* start READING TEXT *
Firearms

Marlin Model 336: The Go-Anywhere Do-Anything Rifle

Bob Campbell shooting the Marlin Model 336 Lever-action rifle in .30-30 WCF with a mounted scope

I once mentioned to the number one firearm mentor in my life that it seemed the lever rifle wasn’t as accurate as a bolt gun. That is the type of broad generalization the uninitiated make. Newt replied, ‘I will show you a pair of Marlin Model 336 rifles in the rack that will put them all in the same hole at 100 yards!’ He was right.

Brief History

The Marlin Model 336 with its smooth-moving round bolt and microgroove rifling isn’t the average lever-action rifle. I know that most deer are taken inside of 200 yards, and I suspect most elk as well. (Most deer in my experience have fell at 100 yards or less.) Hogs are a head-over-heels type of thing and the .30-30 lever action is well suited to those big boys.

Marlin Model 336 lever-action rifle in .30-30 WCF, right profile
This is a rugged, reliable, and useful lever-action rifle.

The .30-30 WCF has killing power. The problem has always been accurate delivery. Marlin solved that problem with an easy-to-scope flat-top action. I think a lot of meat has been put on the table by the humble Marlin 336. The price isn’t so humble anymore, but then, this is a well-made rifle constructed of good steel. It should not be cheap.
* end READING TEXT *
DIRECTIONS
Please return the part of the Marlin 336 article from "Marlin Model 336 lever-action rifle in .30-30 WCF, right" up to and including "not be cheap.", copied word for word. Work only from the Marlin 336 article.
* start INFORMATION PROVIDED *
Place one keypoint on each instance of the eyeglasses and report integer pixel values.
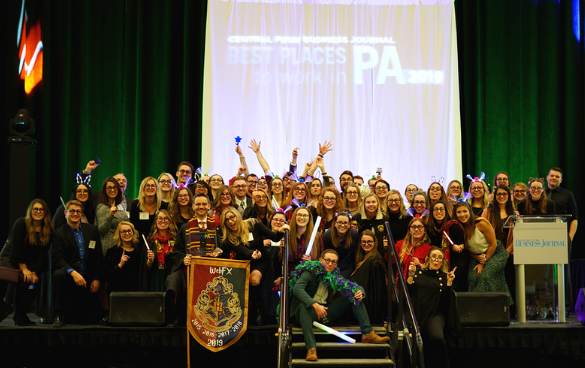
* end INFORMATION PROVIDED *
RESPONSE FOR THIS EXERCISE
Marlin Model 336 lever-action rifle in .30-30 WCF, right profile
This is a rugged, reliable, and useful lever-action rifle.

The .30-30 WCF has killing power. The problem has always been accurate delivery. Marlin solved that problem with an easy-to-scope flat-top action. I think a lot of meat has been put on the table by the humble Marlin 336. The price isn’t so humble anymore, but then, this is a well-made rifle constructed of good steel. It should not be cheap.